··· TEXTO-FONTE

Berenice Maria Giannella

Coordenadores adjuntos:

Conselho Editorial

Editorial

A aplicabilidade das penas restritivas de direitos ao condenado por tráfico ilícito de entorpecentes

Raquel Freitas de Souza e Hélio Egydio de Matos Nogueira

Procuradora do Estado de São Paulo e Juiz Federal em São Paulo

Com o advento da Lei nº 9.714/98, que alterou o Código Penal, ampliando o rol de penas restritivas de direitos e a possibilidade de sua aplicação, criou-se polêmica acerca do cabimento de imposição das chamadas "penas alternativas" ao delito de tráfico ilícito de entorpecentes.

O novo art. 44 do Código Penal permite a substituição da pena privativa de liberdade por restritiva de direitos, se presentes os requisitos subjetivos estampados nos incs. II e III, se for aplicada pena corporal não superior a quatro anos e o crime não for cometido com violência ou grave ameaça à pessoa. Por seu turno, ao delito de tráfico ilícito de drogas é cominada pena mínima de três anos de reclusão e, é ressabido, nem a violência nem a grave ameaça são elementos constitutivos do tipo correspondente; assim, de pronto, infere-se que é perfeitamente aplicável a substituição em comento. Deveras, incide aqui a antiga e conhecida regra de hermenêutica: se a lei não distingue, não pode o intérprete distinguir ("Ubi lex non distinguit nec nos distinguere debemus"), vale dizer, a norma, se presentes as condições por ela reclamadas, deve ser cumprida, sendo vedado o acréscimo de condições novas e não previstas que restrinjam a sua incidência.

Sustenta-se que as inovações trazidas pela Lei nº 9.714/98 não se aplicam aos que perpetraram delitos de tráfico de substância entorpecente, já que tais condutas estariam tipificadas em legislação especial (art. 12 da Lei nº 6.368/76), sendo certo que, também por força de lei extravagante (Lei nº 8.072/90, art. 2º, § 1º), a pena corporal imposta deveria ser cumprida integralmente em regime fechado.

A argumentação não convence.

······

TAREFAS
1. Com base no texto-fonte, explique em até três frases por que a substituição da pena privativa de liberdade por restritiva de direitos é aplicável ao tráfico ilícito de entorpecentes.
2. Resuma o texto-fonte em duas frases.
3. Transcreva, por favor, o trecho do texto-fonte começando em "Procuradora do Estado" e seguindo até "ilícito de entorpecentes.".

··· DADOS FORNECIDOS

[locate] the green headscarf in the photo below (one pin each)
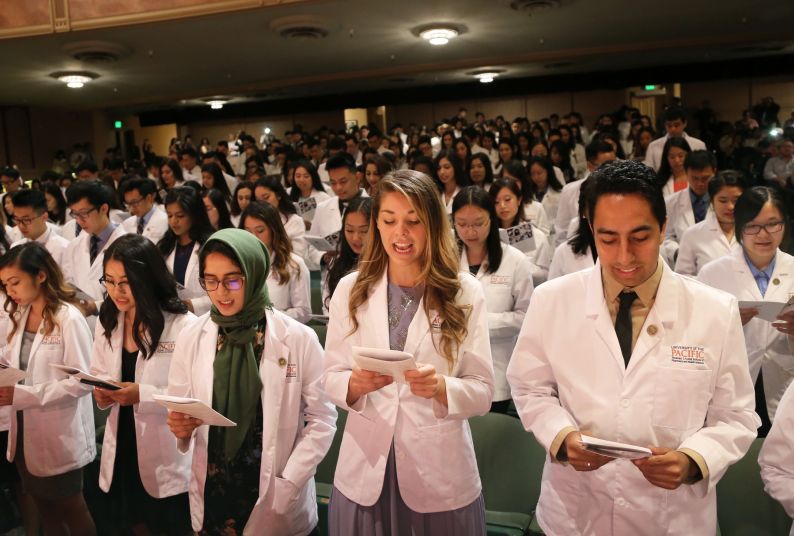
(236, 384)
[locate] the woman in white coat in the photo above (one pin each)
(263, 371)
(269, 190)
(52, 431)
(406, 463)
(579, 251)
(714, 237)
(777, 456)
(141, 470)
(289, 283)
(760, 272)
(504, 273)
(188, 228)
(507, 198)
(307, 186)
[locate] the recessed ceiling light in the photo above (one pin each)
(74, 79)
(438, 34)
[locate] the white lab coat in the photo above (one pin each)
(768, 350)
(164, 471)
(507, 294)
(59, 420)
(534, 212)
(78, 268)
(296, 231)
(701, 244)
(52, 242)
(679, 218)
(154, 229)
(327, 220)
(568, 371)
(299, 422)
(653, 156)
(192, 289)
(777, 456)
(435, 463)
(567, 210)
(294, 298)
(565, 261)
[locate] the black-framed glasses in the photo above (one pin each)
(83, 214)
(771, 227)
(230, 283)
(122, 286)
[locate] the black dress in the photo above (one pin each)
(232, 488)
(131, 503)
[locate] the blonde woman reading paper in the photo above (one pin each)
(406, 464)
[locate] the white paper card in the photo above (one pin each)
(768, 311)
(10, 376)
(87, 378)
(193, 407)
(389, 362)
(519, 236)
(613, 449)
(323, 243)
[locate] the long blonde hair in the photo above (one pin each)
(33, 259)
(440, 259)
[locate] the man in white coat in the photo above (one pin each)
(328, 214)
(658, 360)
(30, 214)
(146, 218)
(89, 202)
(597, 153)
(689, 206)
(674, 125)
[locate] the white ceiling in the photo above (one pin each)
(370, 44)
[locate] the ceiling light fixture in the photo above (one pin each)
(438, 36)
(75, 79)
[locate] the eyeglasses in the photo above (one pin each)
(472, 226)
(27, 221)
(83, 214)
(231, 283)
(122, 286)
(771, 227)
(135, 203)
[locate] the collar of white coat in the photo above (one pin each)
(275, 335)
(665, 305)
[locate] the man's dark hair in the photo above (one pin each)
(699, 160)
(341, 160)
(30, 198)
(95, 192)
(673, 113)
(627, 177)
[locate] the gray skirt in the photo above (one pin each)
(390, 516)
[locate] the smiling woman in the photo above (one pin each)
(409, 295)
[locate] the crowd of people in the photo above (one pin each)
(478, 247)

······

RESULTADOS FINAIS
1. O novo art. 44 do Código Penal admite a substituição quando a pena aplicada não supera quatro anos e o crime não é cometido com violência ou grave ameaça à pessoa. Ao tráfico ilícito de drogas é cominada pena mínima de três anos de reclusão, e nem a violência nem a grave ameaça são elementos constitutivos do tipo. Além disso, vale a regra de que, se a lei não distingue, o intérprete não pode distinguir, sendo vedado acrescentar condições não previstas que restrinjam a incidência da norma.

2. A Lei nº 9.714/98 ampliou o rol de penas restritivas de direitos e gerou polêmica sobre seu cabimento no tráfico ilícito de entorpecentes, e o texto conclui que a substituição prevista no novo art. 44 do Código Penal é aplicável a esse delito, pois a lei não faz distinção. O texto expõe a tese contrária, apoiada na legislação especial e no cumprimento integral da pena em regime fechado, e afirma que essa argumentação não convence.

3.
Procuradora do Estado de São Paulo e Juiz Federal em São Paulo

Com o advento da Lei nº 9.714/98, que alterou o Código Penal, ampliando o rol de penas restritivas de direitos e a possibilidade de sua aplicação, criou-se polêmica acerca do cabimento de imposição das chamadas "penas alternativas" ao delito de tráfico ilícito de entorpecentes.